— Set of tasks —
a - In the discussion about store checkout lanes, what policy do the commissary and PX have for opening registers?
b - Does each statement agree with the discussion about store checkout lanes? Answer yes or no for each, quoting the deciding words. (i) PX stands for Post Exchange. (ii) At Vitamin Cottage at lunch, four of the six lanes were open. (iii) One commenter says the matter comes down to queueing theory.

It helps to switch cashiers into an unused lane. That way the checkout process doesn’t have to stop while the exiting cashier reconciles his or her cash drawer.
Like you said Christmas and very special holidays. i think its more of show and tell than anything else. its like firemen going to a fire. you had rather have too many at the scene, rather than need them and they are not there.
I’ve seen all the registers open on special occasions (such as grand opening, black Friday, and at Christmas). Perhaps it’s a matter of location.
Probably has a lot to do with the overall design that gets used throughout the country. I’m sure that those designs play out in city’s in California when they are being set in stone. Places with big populations likely need all the registers at times.
It is all about queueing theory. The stores want to have the option to start a new line if there are a lot of customers.
@weeveeship So then how many customers must there be waiting for them to open a new line? I mean, I don’t have a problem with it when it’s 11 pm on a Tuesday night, it’s when it’s Black Friday and every single line is all the way to the back of the store.
It pisses me off to no end when I go to Vitamin Cottage at lunch, there are only two out of six lanes open, the lines are 5–8 deep, and other employees are doing shit like stocking shelves. Their highest priority is getting as many people through that line, then everything else when it’s slower. The worst is if some idiot balances their checkbook in the middle of it.
@papayalily In that case then, I think they are probably understaffed and can’t hire enough temps.
The commissary and PX have a policy that if there are more than 3 customers in a line, they will open another register. I think more stores need to have a policy like that.
@papayalily PX = Post Exchange (basically like a Walmart on an Army post) and the commissary is the grocery store on post.
My very initial guess is that these “plague” stores are build almost universally in nature to avoid costly(!) architectural plans.. This is to provide sufficient services (25 minutes in line) under catastrophic shopper traffic scenarios, such as holidays, etc.

— Data extract —
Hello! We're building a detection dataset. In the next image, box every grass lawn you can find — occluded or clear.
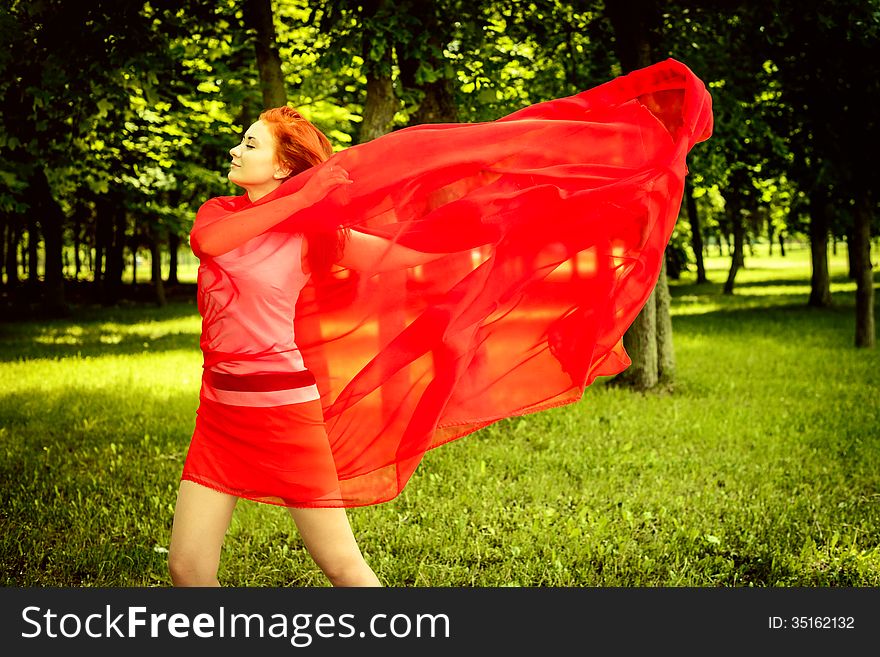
[0,246,880,587]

— Answers to the exercises —
a - They open another register if there are more than 3 customers in a line.

b -
(i) Yes: "PX = Post Exchange"
(ii) No: "there are only two out of six lanes open"
(iii) Yes: "It is all about queueing theory."